Region labeling items
....

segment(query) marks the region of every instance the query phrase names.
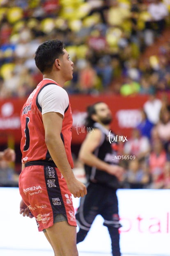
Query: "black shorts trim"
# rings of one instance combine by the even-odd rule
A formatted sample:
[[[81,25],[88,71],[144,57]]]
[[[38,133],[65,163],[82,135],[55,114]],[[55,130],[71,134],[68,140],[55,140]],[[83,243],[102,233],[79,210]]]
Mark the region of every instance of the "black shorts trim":
[[[44,166],[46,166],[47,165],[48,165],[54,167],[55,168],[57,168],[56,164],[54,163],[54,162],[49,162],[43,161],[43,160],[30,161],[25,164],[25,167],[27,167],[27,166],[31,166],[32,165],[43,165]]]

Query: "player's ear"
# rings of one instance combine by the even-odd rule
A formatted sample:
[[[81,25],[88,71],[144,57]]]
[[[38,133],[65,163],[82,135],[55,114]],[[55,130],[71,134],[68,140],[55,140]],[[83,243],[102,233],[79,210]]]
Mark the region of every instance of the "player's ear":
[[[96,114],[93,114],[93,115],[92,115],[92,118],[94,121],[95,121],[95,122],[97,122],[98,121],[97,117]]]
[[[57,68],[59,69],[60,68],[60,62],[59,59],[56,59],[55,60],[55,65]]]

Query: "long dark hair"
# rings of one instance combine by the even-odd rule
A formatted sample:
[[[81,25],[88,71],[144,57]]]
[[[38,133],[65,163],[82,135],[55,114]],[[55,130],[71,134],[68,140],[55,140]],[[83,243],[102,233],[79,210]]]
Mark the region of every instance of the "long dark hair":
[[[96,113],[95,106],[99,103],[103,103],[102,101],[99,101],[94,103],[93,105],[88,106],[87,108],[87,115],[85,120],[85,125],[86,128],[87,127],[93,127],[94,124],[96,121],[93,120],[92,117],[92,115]]]

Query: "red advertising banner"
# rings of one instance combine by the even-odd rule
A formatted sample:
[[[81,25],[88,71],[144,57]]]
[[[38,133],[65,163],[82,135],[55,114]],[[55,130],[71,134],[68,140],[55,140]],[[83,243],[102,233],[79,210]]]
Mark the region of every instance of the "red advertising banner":
[[[111,129],[119,135],[130,136],[131,129],[140,119],[139,110],[147,100],[146,96],[122,97],[112,95],[99,96],[75,95],[69,97],[73,114],[72,143],[79,144],[85,136],[84,125],[87,107],[98,101],[104,102],[113,115]],[[20,143],[21,132],[20,113],[25,99],[10,99],[0,101],[0,143],[12,138]]]

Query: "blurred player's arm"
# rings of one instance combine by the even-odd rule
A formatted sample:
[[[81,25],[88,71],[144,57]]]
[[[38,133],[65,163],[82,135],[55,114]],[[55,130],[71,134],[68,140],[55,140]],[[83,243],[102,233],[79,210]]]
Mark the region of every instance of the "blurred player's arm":
[[[62,115],[57,113],[49,112],[43,114],[42,118],[46,143],[51,156],[64,177],[69,189],[74,197],[84,196],[87,194],[86,188],[76,178],[61,138]]]
[[[121,180],[124,169],[117,165],[109,164],[101,160],[93,153],[100,146],[102,133],[99,129],[94,129],[88,133],[83,143],[79,153],[79,158],[84,164],[115,175]]]
[[[24,164],[22,164],[22,171],[24,167]],[[20,202],[19,213],[20,214],[23,214],[24,217],[27,216],[27,217],[29,217],[31,218],[33,217],[30,209],[28,207],[27,205],[25,204],[22,198]]]

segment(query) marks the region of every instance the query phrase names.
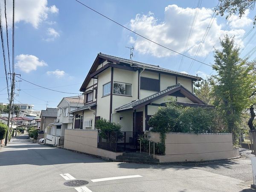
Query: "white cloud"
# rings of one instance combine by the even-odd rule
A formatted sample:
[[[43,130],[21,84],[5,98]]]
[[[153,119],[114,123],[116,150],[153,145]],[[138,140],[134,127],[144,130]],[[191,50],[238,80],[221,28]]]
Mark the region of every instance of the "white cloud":
[[[60,70],[57,69],[55,71],[47,71],[47,73],[48,75],[53,75],[57,77],[57,78],[60,78],[66,75],[66,73],[64,71],[61,71]]]
[[[7,15],[8,23],[12,23],[12,1],[6,1]],[[1,0],[4,5],[3,0]],[[15,1],[15,21],[23,21],[31,24],[38,28],[38,25],[47,20],[48,14],[56,14],[58,9],[55,6],[47,6],[47,0],[19,0]],[[2,16],[3,17],[4,9],[2,9]]]
[[[16,68],[25,73],[35,71],[38,67],[46,66],[47,64],[44,61],[32,55],[21,54],[16,56]]]
[[[44,39],[47,41],[54,41],[55,38],[60,36],[60,34],[54,29],[50,27],[47,29],[47,34],[49,38]]]
[[[231,20],[230,26],[233,28],[241,28],[248,26],[253,23],[253,20],[248,17],[250,13],[249,9],[244,12],[244,15],[241,18],[238,15],[234,15],[230,17],[229,20]]]
[[[212,9],[205,8],[183,8],[176,5],[169,5],[165,8],[165,18],[162,22],[159,21],[154,14],[150,12],[145,15],[137,14],[135,19],[131,20],[130,24],[131,29],[138,33],[167,47],[183,52],[185,50],[185,40],[192,27],[192,17],[197,11],[198,12],[198,15],[186,53],[193,56],[210,22]],[[248,19],[245,17],[247,22]],[[217,18],[214,19],[198,56],[205,56],[212,50],[213,46],[224,32],[221,28],[225,26],[223,23],[218,24]],[[231,28],[224,34],[236,35],[235,41],[238,42],[245,32],[244,30],[241,29],[244,26],[240,25],[240,29]],[[140,37],[131,36],[129,40],[134,45],[136,50],[142,54],[150,54],[157,57],[177,54]],[[241,45],[242,47],[242,43]]]

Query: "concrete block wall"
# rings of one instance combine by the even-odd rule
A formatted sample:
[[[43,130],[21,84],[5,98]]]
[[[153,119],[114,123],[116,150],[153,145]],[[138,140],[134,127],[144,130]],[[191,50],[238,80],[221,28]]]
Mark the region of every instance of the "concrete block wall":
[[[68,149],[113,160],[122,154],[97,148],[98,130],[65,129],[64,138],[64,148]]]

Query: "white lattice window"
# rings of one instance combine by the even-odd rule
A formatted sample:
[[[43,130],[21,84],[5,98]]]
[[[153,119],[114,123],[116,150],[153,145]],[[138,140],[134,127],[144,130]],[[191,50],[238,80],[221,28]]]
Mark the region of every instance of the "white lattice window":
[[[83,124],[83,128],[91,128],[92,127],[92,119],[84,119]]]

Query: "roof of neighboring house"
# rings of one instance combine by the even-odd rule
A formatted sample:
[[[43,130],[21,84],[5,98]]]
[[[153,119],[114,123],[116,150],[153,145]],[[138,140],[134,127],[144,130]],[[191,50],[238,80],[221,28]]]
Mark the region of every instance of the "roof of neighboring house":
[[[124,58],[116,57],[115,56],[110,55],[109,55],[105,54],[100,52],[99,53],[93,62],[91,68],[90,69],[89,73],[88,73],[81,87],[80,87],[80,91],[84,91],[86,90],[86,87],[89,84],[90,80],[93,74],[95,73],[97,70],[99,64],[102,63],[104,61],[108,60],[110,62],[116,63],[116,64],[108,64],[105,65],[105,67],[102,67],[98,70],[105,70],[107,69],[108,67],[116,67],[117,68],[123,67],[125,67],[127,69],[131,70],[132,68],[134,71],[138,70],[138,68],[145,69],[146,70],[151,71],[157,71],[158,73],[163,73],[170,75],[177,76],[184,78],[191,79],[193,81],[201,80],[203,79],[201,77],[197,76],[189,75],[188,74],[178,72],[168,69],[161,67],[159,65],[152,65],[147,63],[143,63],[141,62],[136,61],[135,61],[127,59]],[[131,66],[133,66],[131,67]],[[136,67],[137,67],[136,69]],[[100,73],[99,72],[99,73]]]
[[[19,117],[13,117],[13,118],[12,119],[12,120],[13,121],[17,121],[17,120],[18,120],[19,121],[32,121],[33,119],[32,119],[30,118],[28,118],[27,117],[26,117],[24,116],[19,116]]]
[[[61,100],[60,102],[58,103],[58,105],[57,105],[57,107],[60,105],[60,104],[62,102],[63,99],[65,99],[67,101],[70,103],[84,103],[84,96],[79,95],[79,96],[73,96],[71,97],[63,97]]]
[[[4,121],[8,121],[8,117],[6,116],[0,116],[0,120],[3,120]]]
[[[56,117],[58,114],[58,109],[55,108],[47,108],[46,110],[42,110],[41,116],[45,117]]]
[[[193,102],[200,104],[206,105],[206,104],[204,102],[192,93],[181,84],[179,84],[169,87],[167,89],[146,97],[145,98],[134,101],[131,103],[116,108],[116,111],[118,111],[130,109],[136,109],[142,106],[142,105],[145,106],[161,97],[169,95],[173,93],[178,91],[182,92],[182,93],[184,94],[184,95],[186,95],[185,96],[187,97],[189,97],[188,99],[190,100],[193,100]]]
[[[83,96],[80,96],[79,98],[77,97],[64,97],[66,100],[70,103],[84,103]]]
[[[186,77],[192,77],[193,78],[198,79],[202,79],[202,78],[201,78],[201,77],[198,77],[196,76],[194,76],[183,73],[178,72],[177,71],[173,71],[172,70],[171,70],[168,69],[165,69],[164,68],[161,67],[159,67],[159,65],[152,65],[151,64],[148,64],[147,63],[143,63],[141,62],[136,61],[135,61],[131,60],[130,59],[127,59],[124,58],[121,58],[120,57],[116,57],[115,56],[112,56],[110,55],[109,55],[104,54],[101,52],[100,52],[99,54],[99,55],[107,58],[112,58],[114,60],[118,61],[119,62],[125,63],[128,64],[130,64],[130,65],[137,65],[143,68],[145,67],[146,68],[151,69],[157,71],[164,71],[166,72],[170,72],[171,73],[179,75]]]
[[[83,111],[83,110],[84,110],[85,109],[89,109],[90,108],[94,107],[94,106],[96,106],[96,105],[97,105],[97,104],[96,104],[96,102],[89,103],[88,104],[84,105],[83,107],[81,107],[81,108],[79,108],[76,109],[75,109],[75,110],[73,110],[73,111],[70,111],[70,113],[73,113],[75,112],[80,111]]]

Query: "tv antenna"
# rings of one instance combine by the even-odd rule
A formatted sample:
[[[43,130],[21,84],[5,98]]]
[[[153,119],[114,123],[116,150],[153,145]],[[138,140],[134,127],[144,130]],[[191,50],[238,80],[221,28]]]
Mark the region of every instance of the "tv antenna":
[[[133,47],[133,46],[132,46],[132,47],[125,47],[130,49],[130,59],[131,59],[131,60],[132,60],[131,58],[134,57],[133,52],[132,52],[132,51],[134,50],[134,48]]]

....

### [Aim]
Gather every line of the listing above that contains the string "roof", matching case exactly.

### [Solution]
Query: "roof of neighboring house"
Mark the region of every instance of the "roof of neighboring house":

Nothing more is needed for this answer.